=== PASSAGE TO READ ===

Tibbs, 1999-2015

Yesterday, I had to put down my cat, Tibbs. He had been doing poorly for a few days and going rapidly downhill. It turned out to be a tumor in his abdomen, and there really wasn’t anything else to be done.

I adopted Tibbs when I was thirteen. I wasn’t supposed to get a cat that day. I had been researching cats–for some reason, I thought buying a purebred was a thing I should do???–and biding my time. I was definitely (especially according to my father) not supposed to go to the pet store for a rescue agency’s adoption day. I ended up with an armful of VERY ANXIOUS four-month-old cat. He was clinging, though, not trying to escape, so of course I said, oh, yes, this neurotic furball, this is the one for me.

Tibbs turned out to have a few health problems the rescue hadn’t noticed. Like the cold that made him sneeze so hard, he gave himself nosebleeds and sprayed a mist of blood on my bedroom walls. Or the raging case of ringworm. He gave that to me, which meant medicated baths for both of us for weeks. Baths were the first in a string of things that should have upset him and mostly just didn’t.

===

EXPLORE THE MATERIAL —
**a)** Please copy the part of the post about Tibbs that opens with the words containing "I adopted Tibbs" and closes with "one for me.", swapping "pet store" for "animal shelter".
**b)** List every number that appears in the post about Tibbs, whether written in digits or in words.

=== SUPPLIED INFORMATION ===

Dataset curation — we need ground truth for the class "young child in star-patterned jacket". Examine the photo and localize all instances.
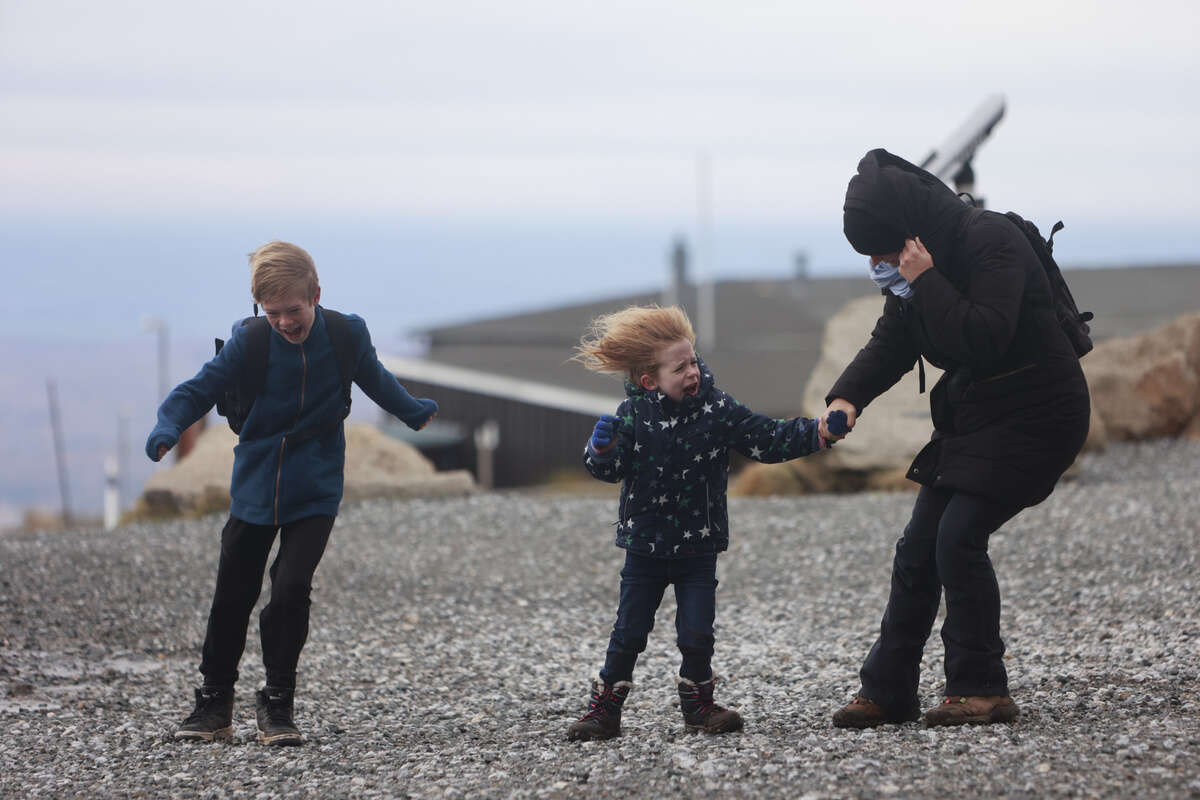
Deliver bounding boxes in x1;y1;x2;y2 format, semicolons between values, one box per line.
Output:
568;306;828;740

===

ACTIVITY ANSWERS —
**a)**
I adopted Tibbs when I was thirteen. I wasn’t supposed to get a cat that day. I had been researching cats–for some reason, I thought buying a purebred was a thing I should do???–and biding my time. I was definitely (especially according to my father) not supposed to go to the animal shelter for a rescue agency’s adoption day. I ended up with an armful of VERY ANXIOUS four-month-old cat. He was clinging, though, not trying to escape, so of course I said, oh, yes, this neurotic furball, this is the one for me.

**b)** 1999, 2015, thirteen, four